■ **INSTRUCTIONS TO FOLLOW**:
Lines holding the word "poncho" are the ones to copy from the data below.

■ **Free-text object descriptions**:
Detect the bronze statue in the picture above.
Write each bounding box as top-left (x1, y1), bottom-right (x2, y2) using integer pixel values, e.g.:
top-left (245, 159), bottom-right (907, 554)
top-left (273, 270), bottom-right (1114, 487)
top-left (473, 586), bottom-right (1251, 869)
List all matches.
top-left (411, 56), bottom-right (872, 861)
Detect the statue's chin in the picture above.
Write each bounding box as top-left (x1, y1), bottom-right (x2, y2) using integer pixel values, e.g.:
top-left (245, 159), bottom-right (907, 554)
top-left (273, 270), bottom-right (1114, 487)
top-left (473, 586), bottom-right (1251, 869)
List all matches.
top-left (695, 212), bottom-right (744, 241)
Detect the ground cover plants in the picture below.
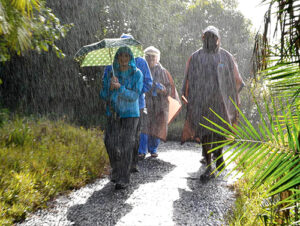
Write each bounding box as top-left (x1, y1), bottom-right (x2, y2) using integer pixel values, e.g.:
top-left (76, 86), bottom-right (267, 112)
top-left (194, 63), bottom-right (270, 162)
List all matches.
top-left (0, 117), bottom-right (108, 225)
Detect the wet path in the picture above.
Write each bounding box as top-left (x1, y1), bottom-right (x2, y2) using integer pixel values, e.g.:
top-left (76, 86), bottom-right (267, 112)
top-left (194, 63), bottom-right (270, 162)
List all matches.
top-left (19, 142), bottom-right (238, 226)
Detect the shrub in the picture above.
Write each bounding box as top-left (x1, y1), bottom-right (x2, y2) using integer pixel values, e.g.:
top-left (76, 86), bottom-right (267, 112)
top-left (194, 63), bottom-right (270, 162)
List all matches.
top-left (0, 118), bottom-right (108, 225)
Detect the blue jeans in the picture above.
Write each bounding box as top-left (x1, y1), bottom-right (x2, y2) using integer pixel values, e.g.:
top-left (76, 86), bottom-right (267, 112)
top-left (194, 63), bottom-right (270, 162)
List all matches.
top-left (138, 133), bottom-right (160, 154)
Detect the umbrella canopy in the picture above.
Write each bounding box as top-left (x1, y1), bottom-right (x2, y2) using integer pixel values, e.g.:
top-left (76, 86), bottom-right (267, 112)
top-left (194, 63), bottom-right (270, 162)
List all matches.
top-left (74, 38), bottom-right (144, 67)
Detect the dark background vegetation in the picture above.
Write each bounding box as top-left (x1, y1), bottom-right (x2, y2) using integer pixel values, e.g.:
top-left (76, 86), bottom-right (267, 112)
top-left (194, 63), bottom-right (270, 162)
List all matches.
top-left (0, 0), bottom-right (255, 138)
top-left (1, 1), bottom-right (299, 225)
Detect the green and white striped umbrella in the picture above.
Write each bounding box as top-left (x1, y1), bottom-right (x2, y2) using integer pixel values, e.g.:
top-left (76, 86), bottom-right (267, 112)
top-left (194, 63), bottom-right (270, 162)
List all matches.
top-left (74, 38), bottom-right (144, 67)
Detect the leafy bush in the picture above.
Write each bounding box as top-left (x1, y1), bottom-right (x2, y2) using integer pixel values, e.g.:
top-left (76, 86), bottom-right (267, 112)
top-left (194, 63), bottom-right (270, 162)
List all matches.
top-left (0, 107), bottom-right (8, 127)
top-left (0, 118), bottom-right (108, 225)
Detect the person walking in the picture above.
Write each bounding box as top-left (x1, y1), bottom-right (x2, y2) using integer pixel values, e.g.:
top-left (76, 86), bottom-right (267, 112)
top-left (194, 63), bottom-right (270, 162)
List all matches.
top-left (100, 46), bottom-right (143, 189)
top-left (103, 34), bottom-right (153, 173)
top-left (181, 26), bottom-right (245, 180)
top-left (139, 46), bottom-right (180, 158)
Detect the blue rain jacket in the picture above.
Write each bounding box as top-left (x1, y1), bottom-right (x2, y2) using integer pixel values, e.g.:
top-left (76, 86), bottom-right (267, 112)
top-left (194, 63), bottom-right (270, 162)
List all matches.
top-left (103, 57), bottom-right (152, 109)
top-left (100, 46), bottom-right (143, 118)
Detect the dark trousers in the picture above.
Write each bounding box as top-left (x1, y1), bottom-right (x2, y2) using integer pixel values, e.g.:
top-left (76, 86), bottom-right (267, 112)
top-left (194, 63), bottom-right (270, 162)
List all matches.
top-left (131, 109), bottom-right (145, 169)
top-left (105, 116), bottom-right (139, 184)
top-left (202, 134), bottom-right (224, 168)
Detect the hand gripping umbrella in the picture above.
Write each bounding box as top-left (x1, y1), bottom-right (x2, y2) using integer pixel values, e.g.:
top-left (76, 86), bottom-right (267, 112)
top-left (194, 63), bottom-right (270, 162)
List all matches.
top-left (74, 37), bottom-right (144, 76)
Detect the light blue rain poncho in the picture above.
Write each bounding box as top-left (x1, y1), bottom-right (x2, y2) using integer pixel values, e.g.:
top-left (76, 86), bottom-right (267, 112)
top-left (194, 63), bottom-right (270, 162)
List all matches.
top-left (103, 34), bottom-right (153, 110)
top-left (100, 46), bottom-right (143, 118)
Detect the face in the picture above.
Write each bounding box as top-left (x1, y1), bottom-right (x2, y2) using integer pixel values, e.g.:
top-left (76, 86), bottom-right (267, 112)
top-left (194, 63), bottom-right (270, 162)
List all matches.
top-left (202, 32), bottom-right (220, 53)
top-left (145, 54), bottom-right (158, 68)
top-left (202, 32), bottom-right (220, 47)
top-left (117, 52), bottom-right (130, 70)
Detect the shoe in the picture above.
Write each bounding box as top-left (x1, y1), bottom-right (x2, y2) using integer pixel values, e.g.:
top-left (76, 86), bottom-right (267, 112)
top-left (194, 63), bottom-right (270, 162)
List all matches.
top-left (151, 153), bottom-right (158, 158)
top-left (130, 167), bottom-right (139, 173)
top-left (200, 167), bottom-right (215, 182)
top-left (200, 157), bottom-right (207, 164)
top-left (138, 153), bottom-right (145, 160)
top-left (115, 183), bottom-right (127, 190)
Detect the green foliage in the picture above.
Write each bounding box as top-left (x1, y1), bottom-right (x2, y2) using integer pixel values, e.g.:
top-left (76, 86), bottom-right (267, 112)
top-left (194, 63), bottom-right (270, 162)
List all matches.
top-left (0, 0), bottom-right (72, 61)
top-left (0, 107), bottom-right (8, 127)
top-left (0, 0), bottom-right (254, 128)
top-left (213, 1), bottom-right (300, 224)
top-left (227, 169), bottom-right (269, 225)
top-left (253, 1), bottom-right (300, 101)
top-left (0, 118), bottom-right (108, 225)
top-left (202, 96), bottom-right (300, 225)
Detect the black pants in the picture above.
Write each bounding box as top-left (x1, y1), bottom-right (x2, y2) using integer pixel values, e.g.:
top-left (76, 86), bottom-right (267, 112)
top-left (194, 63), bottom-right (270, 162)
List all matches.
top-left (105, 116), bottom-right (139, 184)
top-left (131, 109), bottom-right (146, 168)
top-left (202, 134), bottom-right (223, 167)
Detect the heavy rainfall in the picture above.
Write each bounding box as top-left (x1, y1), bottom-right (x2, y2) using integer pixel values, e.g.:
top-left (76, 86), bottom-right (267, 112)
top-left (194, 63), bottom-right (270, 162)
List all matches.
top-left (1, 0), bottom-right (299, 226)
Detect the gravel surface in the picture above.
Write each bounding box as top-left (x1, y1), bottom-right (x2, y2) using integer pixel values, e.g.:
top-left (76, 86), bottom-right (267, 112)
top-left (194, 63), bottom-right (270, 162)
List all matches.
top-left (19, 141), bottom-right (238, 226)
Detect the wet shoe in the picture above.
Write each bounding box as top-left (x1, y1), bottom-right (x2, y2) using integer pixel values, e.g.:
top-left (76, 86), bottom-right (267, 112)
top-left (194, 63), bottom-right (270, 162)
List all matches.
top-left (200, 157), bottom-right (207, 164)
top-left (138, 153), bottom-right (145, 160)
top-left (115, 183), bottom-right (127, 190)
top-left (200, 167), bottom-right (215, 182)
top-left (151, 153), bottom-right (158, 158)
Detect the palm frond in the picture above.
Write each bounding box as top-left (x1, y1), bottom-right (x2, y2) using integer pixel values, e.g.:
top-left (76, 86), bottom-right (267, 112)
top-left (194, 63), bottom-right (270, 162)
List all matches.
top-left (262, 62), bottom-right (300, 100)
top-left (201, 94), bottom-right (299, 224)
top-left (11, 0), bottom-right (41, 16)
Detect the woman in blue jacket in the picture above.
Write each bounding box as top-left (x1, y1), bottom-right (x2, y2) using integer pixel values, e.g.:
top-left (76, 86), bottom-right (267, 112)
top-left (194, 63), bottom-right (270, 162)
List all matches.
top-left (100, 46), bottom-right (143, 189)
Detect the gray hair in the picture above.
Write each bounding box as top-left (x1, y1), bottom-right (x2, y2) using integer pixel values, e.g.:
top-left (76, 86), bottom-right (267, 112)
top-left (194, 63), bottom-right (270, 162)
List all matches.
top-left (144, 46), bottom-right (160, 62)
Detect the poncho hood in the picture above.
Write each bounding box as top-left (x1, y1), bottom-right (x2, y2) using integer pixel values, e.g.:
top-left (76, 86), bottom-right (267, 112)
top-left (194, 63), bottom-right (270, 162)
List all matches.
top-left (113, 46), bottom-right (137, 72)
top-left (202, 25), bottom-right (220, 53)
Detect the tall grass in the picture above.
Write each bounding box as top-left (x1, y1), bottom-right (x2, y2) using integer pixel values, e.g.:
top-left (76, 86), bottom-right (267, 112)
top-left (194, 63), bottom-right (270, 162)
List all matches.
top-left (0, 117), bottom-right (108, 225)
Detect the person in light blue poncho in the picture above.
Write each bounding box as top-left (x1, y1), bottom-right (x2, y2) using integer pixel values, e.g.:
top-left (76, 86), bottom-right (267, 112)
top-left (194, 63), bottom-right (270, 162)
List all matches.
top-left (100, 46), bottom-right (143, 190)
top-left (103, 34), bottom-right (153, 173)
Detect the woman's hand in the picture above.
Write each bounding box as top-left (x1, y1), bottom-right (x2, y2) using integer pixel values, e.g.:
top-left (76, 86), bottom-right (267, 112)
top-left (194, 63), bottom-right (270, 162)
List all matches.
top-left (111, 76), bottom-right (118, 83)
top-left (157, 87), bottom-right (166, 94)
top-left (156, 83), bottom-right (167, 95)
top-left (110, 76), bottom-right (121, 90)
top-left (110, 81), bottom-right (121, 90)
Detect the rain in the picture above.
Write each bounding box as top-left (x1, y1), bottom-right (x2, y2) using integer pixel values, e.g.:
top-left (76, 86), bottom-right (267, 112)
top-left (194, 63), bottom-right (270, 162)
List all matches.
top-left (1, 0), bottom-right (299, 225)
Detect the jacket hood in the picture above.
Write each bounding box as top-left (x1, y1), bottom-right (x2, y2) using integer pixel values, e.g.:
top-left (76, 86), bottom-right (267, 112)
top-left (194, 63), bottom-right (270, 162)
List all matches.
top-left (202, 26), bottom-right (220, 53)
top-left (203, 26), bottom-right (220, 38)
top-left (120, 33), bottom-right (133, 39)
top-left (113, 46), bottom-right (137, 72)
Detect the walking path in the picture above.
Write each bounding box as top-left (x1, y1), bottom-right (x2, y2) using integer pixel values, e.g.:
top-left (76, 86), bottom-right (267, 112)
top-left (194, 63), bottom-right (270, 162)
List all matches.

■ **FINAL ANSWER**:
Detect the light blue rain poncho in the picture above.
Detect the poncho hood in the picture above.
Detect the person in light blue poncho in the picture above.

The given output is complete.